Written problem: Please replace "green bush" with "leafy shrub" and give the items again, beginning at the start of the items and stopping after the line that contains "[1106,740,1344,896]". Leave everything else unchanged.

Source data:

* Start *

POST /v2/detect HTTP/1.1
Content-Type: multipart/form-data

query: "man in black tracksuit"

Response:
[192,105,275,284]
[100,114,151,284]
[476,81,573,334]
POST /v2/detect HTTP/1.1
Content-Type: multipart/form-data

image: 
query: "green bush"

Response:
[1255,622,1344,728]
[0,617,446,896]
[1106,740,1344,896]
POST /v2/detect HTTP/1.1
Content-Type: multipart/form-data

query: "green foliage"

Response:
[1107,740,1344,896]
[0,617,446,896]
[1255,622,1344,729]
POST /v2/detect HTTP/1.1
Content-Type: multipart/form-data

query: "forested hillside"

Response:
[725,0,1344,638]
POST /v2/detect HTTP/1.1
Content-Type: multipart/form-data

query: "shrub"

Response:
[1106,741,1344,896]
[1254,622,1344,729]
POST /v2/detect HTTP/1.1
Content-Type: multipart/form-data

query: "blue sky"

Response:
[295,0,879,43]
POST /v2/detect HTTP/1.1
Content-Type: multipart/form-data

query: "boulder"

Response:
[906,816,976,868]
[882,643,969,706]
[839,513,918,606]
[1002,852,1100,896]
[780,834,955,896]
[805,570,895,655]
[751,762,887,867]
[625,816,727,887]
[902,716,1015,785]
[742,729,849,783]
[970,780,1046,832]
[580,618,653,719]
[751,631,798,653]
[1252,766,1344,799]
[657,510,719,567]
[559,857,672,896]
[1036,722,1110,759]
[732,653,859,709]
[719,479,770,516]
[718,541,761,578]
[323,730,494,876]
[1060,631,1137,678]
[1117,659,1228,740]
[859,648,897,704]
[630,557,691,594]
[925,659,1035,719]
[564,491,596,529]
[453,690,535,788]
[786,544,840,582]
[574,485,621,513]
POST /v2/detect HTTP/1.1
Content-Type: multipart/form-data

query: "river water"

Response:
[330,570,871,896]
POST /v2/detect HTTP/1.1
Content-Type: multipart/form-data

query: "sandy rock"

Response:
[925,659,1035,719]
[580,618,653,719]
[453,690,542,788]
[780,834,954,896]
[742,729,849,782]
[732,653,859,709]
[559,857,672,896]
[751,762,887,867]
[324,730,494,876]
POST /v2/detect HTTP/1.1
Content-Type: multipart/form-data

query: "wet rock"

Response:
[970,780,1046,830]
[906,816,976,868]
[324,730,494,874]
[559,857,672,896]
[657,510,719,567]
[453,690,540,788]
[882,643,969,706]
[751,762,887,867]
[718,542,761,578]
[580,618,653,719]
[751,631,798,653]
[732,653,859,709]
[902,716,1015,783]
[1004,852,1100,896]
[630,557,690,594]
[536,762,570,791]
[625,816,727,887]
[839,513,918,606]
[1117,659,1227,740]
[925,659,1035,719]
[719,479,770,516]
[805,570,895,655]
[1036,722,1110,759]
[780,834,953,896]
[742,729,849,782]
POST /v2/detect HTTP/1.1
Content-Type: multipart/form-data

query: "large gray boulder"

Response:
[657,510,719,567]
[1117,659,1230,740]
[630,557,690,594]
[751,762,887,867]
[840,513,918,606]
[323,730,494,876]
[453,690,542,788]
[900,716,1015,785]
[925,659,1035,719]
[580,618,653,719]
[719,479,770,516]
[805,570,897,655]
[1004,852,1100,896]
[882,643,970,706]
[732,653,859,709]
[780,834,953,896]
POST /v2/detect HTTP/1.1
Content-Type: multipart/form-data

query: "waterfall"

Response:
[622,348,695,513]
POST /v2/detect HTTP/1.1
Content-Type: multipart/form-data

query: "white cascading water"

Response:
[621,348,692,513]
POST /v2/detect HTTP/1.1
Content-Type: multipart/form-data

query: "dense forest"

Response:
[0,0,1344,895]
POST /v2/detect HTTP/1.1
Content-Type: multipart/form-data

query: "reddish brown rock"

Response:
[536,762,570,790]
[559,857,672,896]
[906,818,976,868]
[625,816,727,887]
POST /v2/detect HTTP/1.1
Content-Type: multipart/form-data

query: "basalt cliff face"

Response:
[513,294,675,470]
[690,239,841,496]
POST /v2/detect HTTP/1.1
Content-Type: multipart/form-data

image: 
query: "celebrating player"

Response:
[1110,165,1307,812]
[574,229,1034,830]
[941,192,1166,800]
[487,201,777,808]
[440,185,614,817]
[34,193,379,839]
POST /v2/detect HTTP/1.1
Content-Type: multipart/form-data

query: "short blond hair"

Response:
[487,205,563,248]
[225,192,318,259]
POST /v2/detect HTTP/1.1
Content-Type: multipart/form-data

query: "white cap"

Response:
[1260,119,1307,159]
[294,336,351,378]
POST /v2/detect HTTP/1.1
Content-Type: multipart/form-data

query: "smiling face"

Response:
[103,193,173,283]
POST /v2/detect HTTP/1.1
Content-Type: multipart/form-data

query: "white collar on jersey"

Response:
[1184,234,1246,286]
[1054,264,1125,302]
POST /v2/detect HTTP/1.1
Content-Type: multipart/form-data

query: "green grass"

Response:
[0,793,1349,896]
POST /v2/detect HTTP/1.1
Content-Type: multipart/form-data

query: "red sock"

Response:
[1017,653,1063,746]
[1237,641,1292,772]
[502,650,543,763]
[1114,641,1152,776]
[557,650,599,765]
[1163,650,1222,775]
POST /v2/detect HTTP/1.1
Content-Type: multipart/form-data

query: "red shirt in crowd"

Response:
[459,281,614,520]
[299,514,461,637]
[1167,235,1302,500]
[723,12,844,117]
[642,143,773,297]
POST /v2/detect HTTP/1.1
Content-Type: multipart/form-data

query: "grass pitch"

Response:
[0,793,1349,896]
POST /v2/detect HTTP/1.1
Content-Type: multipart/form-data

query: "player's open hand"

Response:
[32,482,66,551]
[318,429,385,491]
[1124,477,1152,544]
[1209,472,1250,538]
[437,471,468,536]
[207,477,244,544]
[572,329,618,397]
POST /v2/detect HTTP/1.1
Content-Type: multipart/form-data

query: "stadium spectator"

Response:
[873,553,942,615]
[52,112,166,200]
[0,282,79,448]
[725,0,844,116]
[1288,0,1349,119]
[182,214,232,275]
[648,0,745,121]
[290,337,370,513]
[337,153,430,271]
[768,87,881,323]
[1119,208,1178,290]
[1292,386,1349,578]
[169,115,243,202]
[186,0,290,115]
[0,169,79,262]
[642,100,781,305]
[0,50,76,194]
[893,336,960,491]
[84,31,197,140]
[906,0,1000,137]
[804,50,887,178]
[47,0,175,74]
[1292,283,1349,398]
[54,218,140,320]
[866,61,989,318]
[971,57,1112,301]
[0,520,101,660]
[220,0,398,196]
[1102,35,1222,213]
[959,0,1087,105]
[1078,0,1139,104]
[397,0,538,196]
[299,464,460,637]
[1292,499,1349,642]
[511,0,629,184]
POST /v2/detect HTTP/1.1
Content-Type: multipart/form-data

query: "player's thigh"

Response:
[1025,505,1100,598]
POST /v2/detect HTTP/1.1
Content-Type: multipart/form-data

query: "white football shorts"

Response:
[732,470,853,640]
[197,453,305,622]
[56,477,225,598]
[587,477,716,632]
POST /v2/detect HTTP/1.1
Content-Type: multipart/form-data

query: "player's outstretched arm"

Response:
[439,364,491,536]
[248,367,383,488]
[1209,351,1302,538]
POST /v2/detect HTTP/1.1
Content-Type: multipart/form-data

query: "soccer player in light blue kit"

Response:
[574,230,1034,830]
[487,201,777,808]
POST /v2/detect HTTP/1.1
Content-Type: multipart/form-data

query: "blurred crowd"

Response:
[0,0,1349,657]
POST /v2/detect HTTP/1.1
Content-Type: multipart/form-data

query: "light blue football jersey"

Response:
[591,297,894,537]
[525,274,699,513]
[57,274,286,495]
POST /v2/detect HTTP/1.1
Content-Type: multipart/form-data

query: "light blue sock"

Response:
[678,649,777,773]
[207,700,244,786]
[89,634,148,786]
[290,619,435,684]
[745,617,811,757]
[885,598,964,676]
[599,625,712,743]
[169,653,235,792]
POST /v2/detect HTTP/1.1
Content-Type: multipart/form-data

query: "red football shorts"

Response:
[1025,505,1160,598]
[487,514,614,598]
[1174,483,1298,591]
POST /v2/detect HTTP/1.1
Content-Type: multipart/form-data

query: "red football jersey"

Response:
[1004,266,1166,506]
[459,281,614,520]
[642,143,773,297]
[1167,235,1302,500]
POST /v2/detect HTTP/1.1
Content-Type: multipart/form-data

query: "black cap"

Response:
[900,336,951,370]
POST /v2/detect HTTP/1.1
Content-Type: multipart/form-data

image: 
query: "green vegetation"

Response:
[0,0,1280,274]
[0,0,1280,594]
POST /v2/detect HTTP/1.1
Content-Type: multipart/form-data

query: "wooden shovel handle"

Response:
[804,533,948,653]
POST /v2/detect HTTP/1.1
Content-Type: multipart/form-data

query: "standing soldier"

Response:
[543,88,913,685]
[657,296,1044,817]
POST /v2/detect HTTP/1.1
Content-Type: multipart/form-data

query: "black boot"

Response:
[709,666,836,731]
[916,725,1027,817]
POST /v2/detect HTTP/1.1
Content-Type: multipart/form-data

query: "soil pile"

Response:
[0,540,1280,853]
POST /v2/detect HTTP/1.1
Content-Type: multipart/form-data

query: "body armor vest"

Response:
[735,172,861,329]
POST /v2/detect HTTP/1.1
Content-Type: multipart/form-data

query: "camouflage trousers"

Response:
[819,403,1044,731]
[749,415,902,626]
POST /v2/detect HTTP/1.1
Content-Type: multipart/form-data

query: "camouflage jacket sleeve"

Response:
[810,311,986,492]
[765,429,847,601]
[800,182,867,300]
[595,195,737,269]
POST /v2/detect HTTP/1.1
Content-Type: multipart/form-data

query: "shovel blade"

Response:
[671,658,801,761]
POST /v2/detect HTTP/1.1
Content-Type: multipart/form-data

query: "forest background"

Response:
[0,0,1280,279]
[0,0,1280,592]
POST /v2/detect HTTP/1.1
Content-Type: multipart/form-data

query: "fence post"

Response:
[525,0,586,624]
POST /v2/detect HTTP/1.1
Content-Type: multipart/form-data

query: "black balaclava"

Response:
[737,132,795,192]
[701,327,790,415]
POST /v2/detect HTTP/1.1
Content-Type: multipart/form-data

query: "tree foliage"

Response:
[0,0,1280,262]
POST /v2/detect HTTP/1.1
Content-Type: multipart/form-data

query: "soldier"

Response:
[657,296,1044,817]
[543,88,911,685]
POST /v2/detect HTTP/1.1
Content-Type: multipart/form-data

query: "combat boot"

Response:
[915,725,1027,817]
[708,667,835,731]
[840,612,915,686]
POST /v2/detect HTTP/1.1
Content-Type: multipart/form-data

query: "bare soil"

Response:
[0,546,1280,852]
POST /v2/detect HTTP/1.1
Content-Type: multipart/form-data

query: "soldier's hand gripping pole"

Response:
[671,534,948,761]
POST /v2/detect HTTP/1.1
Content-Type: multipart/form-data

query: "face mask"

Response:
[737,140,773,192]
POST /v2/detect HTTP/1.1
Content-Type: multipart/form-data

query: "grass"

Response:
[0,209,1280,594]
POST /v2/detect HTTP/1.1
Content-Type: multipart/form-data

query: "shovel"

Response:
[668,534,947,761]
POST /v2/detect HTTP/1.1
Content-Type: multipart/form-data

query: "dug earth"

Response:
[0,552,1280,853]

* End *

Written response:
POST /v2/detect HTTP/1.1
Content-Type: multipart/form-data

query: "man in black tracksuit"

Response:
[192,105,275,284]
[100,114,151,284]
[476,81,573,334]
POST /v2/detect HTTP/1.1
Content-Type: multipart/form-data

image: 
query: "leafy shrub"

Response:
[1255,622,1344,728]
[0,617,446,896]
[1106,740,1344,896]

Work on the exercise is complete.